## Written exercise
Arrange the rows below as a two-column CSV with the headers "prompt" and "points". Give one line for each row, with its text under "prompt" and its answer under "points", each in a single quoted field with line breaks replaced by spaces.

## Some rows
----

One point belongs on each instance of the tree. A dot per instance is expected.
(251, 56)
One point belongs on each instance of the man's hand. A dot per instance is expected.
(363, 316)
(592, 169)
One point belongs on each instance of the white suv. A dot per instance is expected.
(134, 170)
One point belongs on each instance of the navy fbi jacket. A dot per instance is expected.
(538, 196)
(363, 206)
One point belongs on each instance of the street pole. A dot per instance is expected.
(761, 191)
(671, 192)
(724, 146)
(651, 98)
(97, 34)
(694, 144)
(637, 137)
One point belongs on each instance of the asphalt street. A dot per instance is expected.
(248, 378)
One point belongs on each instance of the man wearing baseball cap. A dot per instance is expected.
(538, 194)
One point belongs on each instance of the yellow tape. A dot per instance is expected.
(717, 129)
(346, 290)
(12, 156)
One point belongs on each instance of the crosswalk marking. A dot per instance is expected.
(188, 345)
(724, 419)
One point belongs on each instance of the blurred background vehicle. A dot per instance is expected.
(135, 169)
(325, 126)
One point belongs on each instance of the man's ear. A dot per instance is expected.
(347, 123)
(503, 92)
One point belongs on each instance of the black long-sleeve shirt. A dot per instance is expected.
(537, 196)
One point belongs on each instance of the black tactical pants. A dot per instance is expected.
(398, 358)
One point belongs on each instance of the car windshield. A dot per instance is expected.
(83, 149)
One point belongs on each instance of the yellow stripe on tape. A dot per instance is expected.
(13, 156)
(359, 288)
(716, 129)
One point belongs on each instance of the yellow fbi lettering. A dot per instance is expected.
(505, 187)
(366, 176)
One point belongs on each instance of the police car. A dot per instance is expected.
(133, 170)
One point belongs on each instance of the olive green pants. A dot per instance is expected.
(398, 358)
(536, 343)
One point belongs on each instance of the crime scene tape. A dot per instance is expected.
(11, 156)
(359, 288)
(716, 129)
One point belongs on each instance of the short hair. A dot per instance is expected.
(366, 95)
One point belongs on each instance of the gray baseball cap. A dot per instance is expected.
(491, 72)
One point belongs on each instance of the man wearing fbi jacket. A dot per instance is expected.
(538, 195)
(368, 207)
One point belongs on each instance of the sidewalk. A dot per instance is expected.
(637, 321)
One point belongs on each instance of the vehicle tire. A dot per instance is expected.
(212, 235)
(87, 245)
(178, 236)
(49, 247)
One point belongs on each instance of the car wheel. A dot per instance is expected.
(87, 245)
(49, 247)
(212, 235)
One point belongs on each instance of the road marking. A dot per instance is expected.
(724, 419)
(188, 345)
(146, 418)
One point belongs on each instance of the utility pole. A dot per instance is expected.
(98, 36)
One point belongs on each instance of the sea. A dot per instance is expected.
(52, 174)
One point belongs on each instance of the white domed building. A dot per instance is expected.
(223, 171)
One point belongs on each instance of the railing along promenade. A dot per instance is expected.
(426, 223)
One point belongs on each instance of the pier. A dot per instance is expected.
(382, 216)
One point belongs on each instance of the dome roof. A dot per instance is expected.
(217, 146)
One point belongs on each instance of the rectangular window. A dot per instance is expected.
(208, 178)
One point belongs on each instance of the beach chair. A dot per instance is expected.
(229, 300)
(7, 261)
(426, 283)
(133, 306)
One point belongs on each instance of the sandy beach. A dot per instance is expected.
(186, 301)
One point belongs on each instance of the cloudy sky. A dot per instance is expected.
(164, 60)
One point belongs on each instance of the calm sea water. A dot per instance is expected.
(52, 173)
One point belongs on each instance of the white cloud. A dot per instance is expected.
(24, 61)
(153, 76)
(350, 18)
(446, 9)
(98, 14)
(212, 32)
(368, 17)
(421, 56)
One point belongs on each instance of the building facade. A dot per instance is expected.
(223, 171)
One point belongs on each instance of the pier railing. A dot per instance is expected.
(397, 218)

----

## Answer below
prompt,points
"One point belongs on each instance of the tree. A dot per instance is expected.","(251, 56)"
"One point belongs on each instance of the man's hand. A dot per instance is expected.","(363, 316) (592, 169)"
"One point belongs on each instance of the white suv. A dot per instance is expected.","(134, 170)"
"One point belongs on each instance of the navy fbi jacket. A dot per instance is expected.","(538, 196) (363, 206)"
"One point belongs on each instance of the street pole. A dot per instance is expected.","(761, 191) (671, 192) (724, 146) (651, 98) (97, 34) (694, 144) (637, 137)"
"One point belongs on each instance of the asphalt street. A dot per instance is expected.","(248, 378)"
"One point belongs on each instance of the man wearing baseball cap. A dot per instance is expected.","(538, 194)"
"One point belongs on each instance of the yellow tape. A dot per instance is expected.","(717, 129) (346, 290) (12, 156)"
"One point belongs on each instance of the crosswalk marking. A dot per instance is expected.","(188, 345) (724, 419)"
"One point belongs on each instance of the blurred background vehicle. A dot per instance is expected.","(135, 169) (325, 126)"
"One point belongs on each instance of the man's ear. A dot per instance is expected.","(347, 123) (503, 92)"
"One point belongs on each instance of the black long-sleeve shirt. A dot per instance is expected.","(537, 196)"
"One point belongs on each instance of the black tactical pants. A dot per instance is expected.","(398, 358)"
"One point belongs on each instance of the car windshield. A dot per instance is expected.","(83, 149)"
"One point belongs on each instance of the yellow stripe on tape. A dot per instance is expected.","(13, 156) (359, 288) (716, 129)"
"One point belongs on each instance of the yellow fbi lettering. A dot per instance is expected.","(505, 187) (366, 176)"
"One point belongs on each instance of the police car. A dot per instance is expected.","(133, 170)"
"One point belongs on each instance of the olive green pants. A dot per instance is expected.","(398, 358) (536, 343)"
"One point belongs on each instance of the crime scene tape. A dot per instance is expected.","(11, 156) (359, 288) (716, 129)"
"One point belongs on each instance of the short hair. A dot per instance is expected.","(366, 95)"
"One point belongs on each instance of the gray baseball cap. A dot per instance is expected.","(491, 72)"
"One point belongs on each instance of the man wearing fbi jacket. A dot per instance is expected.","(538, 195) (368, 207)"
"One point belongs on each instance of the sidewalk. A dot per instance is expected.","(637, 321)"
"One point belongs on each instance of the vehicle tire. A dot per instance is expected.","(212, 235) (87, 245) (178, 236) (49, 247)"
"One point belongs on each instance of the car wheel. A dot per instance is expected.","(87, 245) (49, 247) (212, 235)"
"One point belongs on each instance of the road marking. A dot per instance is expected.","(724, 419) (188, 345) (146, 418)"
"One point belongs on each instance of the utility pole. A dot per instance is expected.","(98, 36)"
"One point belongs on each instance of the sea. A dot per instance is expected.","(52, 174)"
"One point belongs on each instance of the white domed building. A dot per instance is expected.","(223, 171)"
"One point belongs on each instance of the railing along promenade. A dot per instance is expected.","(426, 223)"
"One point belongs on each instance of the pier. A dot per instance is expected.","(382, 216)"
"One point belongs on each instance of the dome roof. A dot per instance is expected.","(217, 146)"
"One point belongs on each instance of the rectangular window. A dot per instance is expected.","(208, 178)"
"One point belongs on each instance of the beach chair. A dot per instance is expected.","(229, 300) (7, 261) (426, 283) (133, 306)"
"One point belongs on each instance of the sandy beach. A dot per instance is expected.","(186, 301)"
"One point belongs on each instance of the cloudy sky. A dot per instance is expected.","(164, 60)"
"One point belongs on each instance of the calm sea water. A dot per instance is expected.","(52, 173)"
"One point belongs on each instance of the white cloud. A dot per instance is expected.","(24, 61) (153, 76) (350, 18) (446, 9) (98, 14) (212, 32) (368, 17) (421, 56)"
"One point belongs on each instance of the building facade. A dot per instance is expected.","(223, 171)"
"One point belongs on each instance of the pier railing. A dot per instance is expected.","(397, 218)"